┌──
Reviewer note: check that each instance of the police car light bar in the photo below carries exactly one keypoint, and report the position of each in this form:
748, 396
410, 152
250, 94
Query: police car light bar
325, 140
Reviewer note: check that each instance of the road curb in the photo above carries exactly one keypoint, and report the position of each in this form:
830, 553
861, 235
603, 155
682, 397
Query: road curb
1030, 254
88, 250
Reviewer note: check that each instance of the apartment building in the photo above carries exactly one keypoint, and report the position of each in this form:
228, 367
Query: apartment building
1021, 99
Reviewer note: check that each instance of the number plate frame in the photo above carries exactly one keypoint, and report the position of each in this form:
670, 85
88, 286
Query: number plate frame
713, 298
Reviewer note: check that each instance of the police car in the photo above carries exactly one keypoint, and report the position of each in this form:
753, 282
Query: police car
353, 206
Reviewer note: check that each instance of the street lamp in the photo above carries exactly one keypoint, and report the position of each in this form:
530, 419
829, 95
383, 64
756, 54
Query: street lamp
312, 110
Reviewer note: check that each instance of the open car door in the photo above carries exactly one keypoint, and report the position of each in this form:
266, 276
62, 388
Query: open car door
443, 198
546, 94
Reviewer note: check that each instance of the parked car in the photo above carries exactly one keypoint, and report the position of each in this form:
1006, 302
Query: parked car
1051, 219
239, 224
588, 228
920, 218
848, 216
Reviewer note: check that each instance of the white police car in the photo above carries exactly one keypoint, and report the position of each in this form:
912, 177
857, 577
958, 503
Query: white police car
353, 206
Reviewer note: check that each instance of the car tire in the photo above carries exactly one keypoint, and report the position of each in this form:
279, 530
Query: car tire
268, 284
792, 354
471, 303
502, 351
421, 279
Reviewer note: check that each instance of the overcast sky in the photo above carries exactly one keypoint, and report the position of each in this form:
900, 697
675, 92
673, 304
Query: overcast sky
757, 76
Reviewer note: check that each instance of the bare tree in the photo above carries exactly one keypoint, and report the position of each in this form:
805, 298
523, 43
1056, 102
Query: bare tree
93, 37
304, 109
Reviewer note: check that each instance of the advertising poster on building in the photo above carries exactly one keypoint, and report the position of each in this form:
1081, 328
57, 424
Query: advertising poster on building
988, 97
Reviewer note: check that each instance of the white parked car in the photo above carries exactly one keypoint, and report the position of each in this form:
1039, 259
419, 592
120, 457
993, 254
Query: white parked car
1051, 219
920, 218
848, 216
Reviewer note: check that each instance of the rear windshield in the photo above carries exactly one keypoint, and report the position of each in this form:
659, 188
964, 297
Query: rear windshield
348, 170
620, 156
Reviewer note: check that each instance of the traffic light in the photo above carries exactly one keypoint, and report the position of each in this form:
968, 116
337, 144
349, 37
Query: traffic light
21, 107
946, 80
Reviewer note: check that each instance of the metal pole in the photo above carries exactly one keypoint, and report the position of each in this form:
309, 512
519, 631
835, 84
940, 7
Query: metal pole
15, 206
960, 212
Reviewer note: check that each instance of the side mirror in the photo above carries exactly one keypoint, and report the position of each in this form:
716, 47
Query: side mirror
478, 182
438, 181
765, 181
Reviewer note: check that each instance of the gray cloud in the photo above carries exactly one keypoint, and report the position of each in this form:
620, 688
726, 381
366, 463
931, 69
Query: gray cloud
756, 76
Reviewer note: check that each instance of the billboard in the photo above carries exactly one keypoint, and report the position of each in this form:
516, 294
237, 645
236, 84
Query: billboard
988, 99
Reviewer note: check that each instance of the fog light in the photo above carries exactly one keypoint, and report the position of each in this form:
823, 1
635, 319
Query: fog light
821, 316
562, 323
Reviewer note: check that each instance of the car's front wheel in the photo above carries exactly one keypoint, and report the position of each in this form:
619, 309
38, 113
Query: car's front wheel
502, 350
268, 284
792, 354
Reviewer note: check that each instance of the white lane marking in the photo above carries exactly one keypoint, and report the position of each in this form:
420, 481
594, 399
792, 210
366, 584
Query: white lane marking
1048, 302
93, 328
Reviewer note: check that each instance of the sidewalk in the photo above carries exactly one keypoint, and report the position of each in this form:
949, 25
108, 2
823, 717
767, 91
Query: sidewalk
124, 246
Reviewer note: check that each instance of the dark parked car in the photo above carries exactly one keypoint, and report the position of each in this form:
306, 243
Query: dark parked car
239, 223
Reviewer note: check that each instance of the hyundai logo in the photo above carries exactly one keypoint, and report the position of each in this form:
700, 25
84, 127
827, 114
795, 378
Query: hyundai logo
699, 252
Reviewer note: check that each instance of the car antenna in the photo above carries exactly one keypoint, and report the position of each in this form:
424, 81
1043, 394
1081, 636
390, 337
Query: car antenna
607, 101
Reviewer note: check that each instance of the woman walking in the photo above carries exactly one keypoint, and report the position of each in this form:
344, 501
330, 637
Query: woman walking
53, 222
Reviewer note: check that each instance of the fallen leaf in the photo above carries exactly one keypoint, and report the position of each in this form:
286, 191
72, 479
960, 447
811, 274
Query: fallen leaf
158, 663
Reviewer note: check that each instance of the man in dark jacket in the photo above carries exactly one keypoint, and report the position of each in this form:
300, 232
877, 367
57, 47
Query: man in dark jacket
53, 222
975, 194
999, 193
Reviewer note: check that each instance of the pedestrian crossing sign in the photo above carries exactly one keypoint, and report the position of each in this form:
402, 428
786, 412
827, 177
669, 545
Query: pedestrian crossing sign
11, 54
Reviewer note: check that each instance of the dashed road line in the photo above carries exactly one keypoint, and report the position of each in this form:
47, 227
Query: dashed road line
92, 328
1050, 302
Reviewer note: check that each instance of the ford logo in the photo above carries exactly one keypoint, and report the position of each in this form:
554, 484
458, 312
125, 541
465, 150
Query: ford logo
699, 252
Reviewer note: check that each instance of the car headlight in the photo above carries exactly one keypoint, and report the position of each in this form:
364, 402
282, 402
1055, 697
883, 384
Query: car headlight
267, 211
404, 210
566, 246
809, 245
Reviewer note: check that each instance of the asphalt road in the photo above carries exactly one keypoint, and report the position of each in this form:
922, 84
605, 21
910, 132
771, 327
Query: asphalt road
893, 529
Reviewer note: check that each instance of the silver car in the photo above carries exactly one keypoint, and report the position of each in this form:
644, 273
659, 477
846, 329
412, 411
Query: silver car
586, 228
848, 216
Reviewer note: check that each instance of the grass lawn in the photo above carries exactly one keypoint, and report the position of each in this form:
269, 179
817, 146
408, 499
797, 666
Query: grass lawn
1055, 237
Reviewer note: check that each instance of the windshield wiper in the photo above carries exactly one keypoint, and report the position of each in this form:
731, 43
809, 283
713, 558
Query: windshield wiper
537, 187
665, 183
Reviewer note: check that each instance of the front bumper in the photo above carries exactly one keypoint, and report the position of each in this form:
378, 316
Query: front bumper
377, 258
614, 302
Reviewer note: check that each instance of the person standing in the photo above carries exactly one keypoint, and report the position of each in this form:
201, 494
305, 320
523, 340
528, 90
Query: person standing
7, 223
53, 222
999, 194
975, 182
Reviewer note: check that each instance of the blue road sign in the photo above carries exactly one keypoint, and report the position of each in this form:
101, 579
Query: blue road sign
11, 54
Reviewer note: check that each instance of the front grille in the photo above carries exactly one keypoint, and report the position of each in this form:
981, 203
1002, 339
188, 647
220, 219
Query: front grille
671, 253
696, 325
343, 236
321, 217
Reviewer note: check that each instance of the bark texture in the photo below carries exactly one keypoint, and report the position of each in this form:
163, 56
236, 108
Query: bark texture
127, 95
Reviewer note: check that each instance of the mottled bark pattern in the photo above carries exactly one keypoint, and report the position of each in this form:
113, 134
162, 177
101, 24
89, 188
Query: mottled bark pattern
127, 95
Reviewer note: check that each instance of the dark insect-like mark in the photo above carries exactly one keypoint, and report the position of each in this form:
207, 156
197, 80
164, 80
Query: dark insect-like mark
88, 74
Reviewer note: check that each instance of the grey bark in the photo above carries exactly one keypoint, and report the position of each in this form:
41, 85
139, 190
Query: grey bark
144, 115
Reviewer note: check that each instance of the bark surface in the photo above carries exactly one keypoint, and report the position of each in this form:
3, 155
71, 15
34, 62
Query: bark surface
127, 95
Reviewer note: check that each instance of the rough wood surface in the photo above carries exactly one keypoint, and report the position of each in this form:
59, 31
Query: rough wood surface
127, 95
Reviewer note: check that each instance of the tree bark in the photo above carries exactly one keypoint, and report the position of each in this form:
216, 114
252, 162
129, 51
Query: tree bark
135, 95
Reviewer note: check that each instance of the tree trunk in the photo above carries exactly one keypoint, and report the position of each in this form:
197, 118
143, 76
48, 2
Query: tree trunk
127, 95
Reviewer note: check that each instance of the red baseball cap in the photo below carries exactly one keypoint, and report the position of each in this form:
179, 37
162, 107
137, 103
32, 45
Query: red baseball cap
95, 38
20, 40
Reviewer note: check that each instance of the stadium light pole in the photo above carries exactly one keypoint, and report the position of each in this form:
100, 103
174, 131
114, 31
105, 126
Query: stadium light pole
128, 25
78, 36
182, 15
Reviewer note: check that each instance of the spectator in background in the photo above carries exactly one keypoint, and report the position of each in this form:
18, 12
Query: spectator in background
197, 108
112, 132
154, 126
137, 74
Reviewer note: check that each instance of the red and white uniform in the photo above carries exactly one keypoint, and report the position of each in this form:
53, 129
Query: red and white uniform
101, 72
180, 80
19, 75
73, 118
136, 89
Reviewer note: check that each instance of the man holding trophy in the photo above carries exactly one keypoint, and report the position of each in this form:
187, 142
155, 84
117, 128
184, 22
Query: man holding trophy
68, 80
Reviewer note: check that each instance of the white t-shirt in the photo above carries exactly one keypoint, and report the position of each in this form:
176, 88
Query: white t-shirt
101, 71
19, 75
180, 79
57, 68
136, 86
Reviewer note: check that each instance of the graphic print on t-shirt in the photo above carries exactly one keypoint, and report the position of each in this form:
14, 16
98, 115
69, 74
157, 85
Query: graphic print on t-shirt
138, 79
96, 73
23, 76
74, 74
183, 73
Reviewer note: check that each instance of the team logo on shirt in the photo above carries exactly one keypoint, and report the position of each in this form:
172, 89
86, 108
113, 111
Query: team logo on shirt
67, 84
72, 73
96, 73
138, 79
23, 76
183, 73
└──
Out of the entries, report each line that contains the word "below".

Response:
Reviewer note: check that each instance of the police car light bar in the photo below carries exactly one keypoint, and report the position of each in this form:
Reviewer note: check that each instance of the bark texture in the photo below carries exactly one keypoint, and report the position of each in this form:
Reviewer note: check that each instance of the red baseball cap in the photo below carries exactly one keypoint, and report the position of each in this form:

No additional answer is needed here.